## Texte à lire
%%
Les Proverbes parlent de notre cœur. Même s’il met l’accent sur l’aspect pratique, le livre aborde la complexité de nos expériences humaines les plus profondes. Nous avons déjà noté le lien entre le cœur et les paroles. Au chapitre 14, quelques proverbes semblent s’arrêter pour regarder, avec une sorte de compassion sincère, à l’intérieur du cœur humain :

Le cœur connaît ses propres chagrins et un étranger est incapable de s’associer vraiment  à sa joie.
Proverbes 14.10

Par son observation, la sagesse fait preuve d’une honnêteté réconfortante : elle éclaire tout autour d’elle, jusque dans le cœur des gens. C’est vrai, personne autour de vous ne peut comprendre les amertumes et les joies particulières que vous portez en vous. (Même si, entendre cette vérité formulée, c’est voir notre expérience personnelle reconnue et en quelque sorte validée par la voix de la sagesse. Nous y reviendrons.)

La sagesse des Proverbes le voit et le proclame sous différents angles. Oui, « un cœur joyeux rend le visage plaisant », et à l’inverse, « quand le cœur est triste, l’esprit est abattu » (15.13). Mais là encore, les apparences ne révèlent pas toujours toute l’histoire :

Au milieu même du rire le cœur peut être dans la peine, et la joie peut finir en tristesse.
%%
## Données brutes
%%
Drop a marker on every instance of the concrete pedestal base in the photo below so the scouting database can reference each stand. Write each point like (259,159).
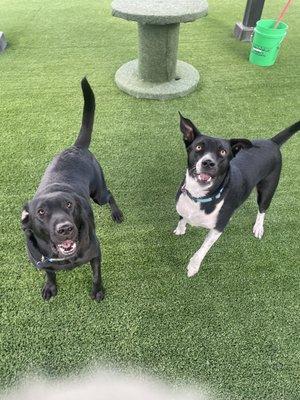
%%
## Travail à faire
[a] Relevez dans le texte à lire tous les noms qui désignent une forme de tristesse ou de douleur.
[b] D'après le texte à lire, qu'est-ce qui rend le visage plaisant ?
[c] Dites si chacune de ces phrases est d'accord avec le texte à lire : (i) Le livre des Proverbes ne parle que de l'aspect pratique. (ii) Personne autour de nous ne peut comprendre les joies particulières que nous portons en nous. (iii) Les apparences montrent toujours toute l'histoire.

## Corrigé
[a] chagrins, amertumes, peine, tristesse

[b] Un cœur joyeux.

[c]
(i) Non : « Même s’il met l’accent sur l’aspect pratique, le livre aborde la complexité de nos expériences humaines les plus profondes. »
(ii) Oui : « personne autour de vous ne peut comprendre les amertumes et les joies particulières que vous portez en vous »
(iii) Non : « les apparences ne révèlent pas toujours toute l’histoire »